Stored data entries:
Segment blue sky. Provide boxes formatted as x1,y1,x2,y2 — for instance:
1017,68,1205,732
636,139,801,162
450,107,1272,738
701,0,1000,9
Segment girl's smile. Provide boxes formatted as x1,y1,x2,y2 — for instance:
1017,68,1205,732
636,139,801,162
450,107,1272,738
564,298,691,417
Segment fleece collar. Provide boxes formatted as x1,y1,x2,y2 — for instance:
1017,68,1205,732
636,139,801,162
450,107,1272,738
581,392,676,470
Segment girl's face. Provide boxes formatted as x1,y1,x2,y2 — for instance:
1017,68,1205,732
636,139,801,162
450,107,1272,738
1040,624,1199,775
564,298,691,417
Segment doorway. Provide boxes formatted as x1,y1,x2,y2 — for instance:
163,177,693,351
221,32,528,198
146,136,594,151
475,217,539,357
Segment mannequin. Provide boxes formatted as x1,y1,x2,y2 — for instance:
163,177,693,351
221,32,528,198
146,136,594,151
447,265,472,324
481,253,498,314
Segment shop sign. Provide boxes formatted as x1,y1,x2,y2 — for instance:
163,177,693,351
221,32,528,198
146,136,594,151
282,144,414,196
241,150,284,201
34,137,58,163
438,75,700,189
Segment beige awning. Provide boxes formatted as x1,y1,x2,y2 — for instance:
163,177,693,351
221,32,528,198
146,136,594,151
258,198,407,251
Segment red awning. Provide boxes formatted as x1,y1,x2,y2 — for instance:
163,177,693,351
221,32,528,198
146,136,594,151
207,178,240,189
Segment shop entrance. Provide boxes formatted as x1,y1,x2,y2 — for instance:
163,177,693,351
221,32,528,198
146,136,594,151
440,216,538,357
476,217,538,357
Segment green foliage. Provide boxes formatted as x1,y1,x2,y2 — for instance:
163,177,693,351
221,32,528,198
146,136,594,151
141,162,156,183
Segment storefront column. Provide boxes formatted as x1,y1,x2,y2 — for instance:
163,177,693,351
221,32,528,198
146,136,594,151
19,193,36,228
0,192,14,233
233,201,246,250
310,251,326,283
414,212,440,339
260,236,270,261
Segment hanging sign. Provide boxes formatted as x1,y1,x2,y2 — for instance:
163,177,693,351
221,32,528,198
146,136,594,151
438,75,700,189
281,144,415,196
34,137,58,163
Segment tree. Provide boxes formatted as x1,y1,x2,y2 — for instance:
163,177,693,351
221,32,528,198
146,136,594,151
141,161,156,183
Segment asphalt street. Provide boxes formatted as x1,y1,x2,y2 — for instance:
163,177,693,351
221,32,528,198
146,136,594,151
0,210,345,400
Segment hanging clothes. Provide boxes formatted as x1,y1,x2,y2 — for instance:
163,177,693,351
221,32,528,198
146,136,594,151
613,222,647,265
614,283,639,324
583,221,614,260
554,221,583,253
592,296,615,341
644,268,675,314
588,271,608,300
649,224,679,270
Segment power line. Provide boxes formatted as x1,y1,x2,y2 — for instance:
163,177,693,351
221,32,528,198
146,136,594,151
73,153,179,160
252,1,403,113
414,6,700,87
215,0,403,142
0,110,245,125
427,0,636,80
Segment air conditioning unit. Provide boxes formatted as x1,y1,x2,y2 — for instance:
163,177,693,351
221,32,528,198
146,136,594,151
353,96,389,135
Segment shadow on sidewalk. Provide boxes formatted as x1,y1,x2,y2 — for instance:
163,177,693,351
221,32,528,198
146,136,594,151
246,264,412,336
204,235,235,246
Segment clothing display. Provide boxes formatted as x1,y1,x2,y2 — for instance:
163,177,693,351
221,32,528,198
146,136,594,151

EXERCISE OBJECTIVE | Without leaving anything out, give the entries again exactly.

SOLUTION TO THIS TASK |
Segment blue sky. Provide boxes formatted as x1,y1,x2,y2 — for instance:
1017,68,1205,732
636,139,801,162
450,107,1272,738
701,0,1000,9
Segment girl's smile. Provide boxes formatted as x1,y1,x2,y2 — for instance:
1017,68,1205,732
636,139,801,162
450,107,1272,738
564,298,691,417
Segment fleece collar. Provide boxes formatted as x1,y1,x2,y2 — for instance:
1017,68,1205,732
636,139,801,162
450,107,1272,738
581,392,676,470
Segment girl's face. Provide boxes formatted as x1,y1,x2,y2 — for instance:
1017,68,1205,732
636,139,801,162
450,107,1272,738
1040,624,1199,775
564,298,691,417
Segment doorway. Provide boxes formatted as x1,y1,x2,y2 — for instance:
163,177,693,351
221,32,528,198
146,136,594,151
475,217,539,357
Segment mannequin. Provide boxes formatted as x1,y1,x2,y2 — for instance:
163,177,693,351
221,32,528,198
146,136,594,151
447,265,472,324
481,253,498,314
Segment shop sign. Provide boxes formatted as x1,y1,x2,y2 — for instance:
163,177,693,351
221,32,528,198
146,136,594,151
282,144,414,196
241,150,284,201
34,137,58,163
438,75,700,189
Segment beige awning. Provide boxes formatted as x1,y1,x2,y2 — for instance:
163,177,693,351
221,32,528,198
146,136,594,151
258,198,407,251
Segment red awning. Provide boxes formatted as x1,y1,x2,y2 — for instance:
163,177,693,351
221,32,528,198
146,136,594,151
207,178,240,189
Segment shop entrance. Provide boxes formatted as x1,y1,x2,y2 — for instance:
163,177,693,351
221,32,528,198
146,136,594,151
440,216,538,357
476,217,538,357
Segment green foliage. Provide boxes formatted as x1,y1,x2,y2 — for instance:
163,177,693,351
221,32,528,198
146,136,594,151
141,162,156,183
Segment storefront column. Provide boxes formatted as x1,y1,x2,y2 — for instance:
163,177,693,351
221,32,528,198
146,136,594,151
19,193,36,228
0,192,14,233
233,201,246,250
310,251,326,283
414,212,440,339
260,236,270,261
Segment hanging sign. Provide boxes formatted as x1,y1,x2,y2 — for instance:
163,177,693,351
221,32,528,198
146,136,594,151
438,75,700,189
281,144,415,196
34,137,58,163
Segment tree. Provide boxes formatted as x1,y1,x2,y2 — for instance:
163,177,693,351
221,32,528,198
146,136,594,151
141,161,156,183
Segment asphalt street. Provide boxes formatted as x1,y1,x2,y2 — for instance:
163,177,693,351
221,32,528,198
146,136,594,151
0,210,345,400
Segment hanging clothes. Provide boxes formatted as x1,y1,x2,y2 — for instance:
163,177,693,351
221,32,528,198
146,136,594,151
613,222,647,265
614,283,639,324
583,221,614,260
554,221,583,253
592,296,615,341
644,268,675,314
588,271,608,300
649,224,679,270
Segment power line. Provide boxes formatted as x1,y1,x2,y2 — for instance:
163,177,693,351
221,32,528,198
146,136,594,151
73,153,179,160
252,1,403,113
414,6,700,87
215,0,403,142
0,110,245,125
427,0,636,80
Segment air conditioning unit. Provide boxes formatted as x1,y1,x2,y2 — for instance:
163,177,693,351
221,32,528,198
146,136,594,151
353,96,389,135
Segment shadow on sidewalk. Provide boxes formatted as x1,y1,x2,y2 — for instance:
163,177,693,351
221,32,528,198
146,136,594,151
246,264,412,336
204,235,235,246
Segment clothing display. Provide boxes formatted as x1,y1,x2,y2 — for instance:
163,177,693,351
221,32,528,198
146,136,594,151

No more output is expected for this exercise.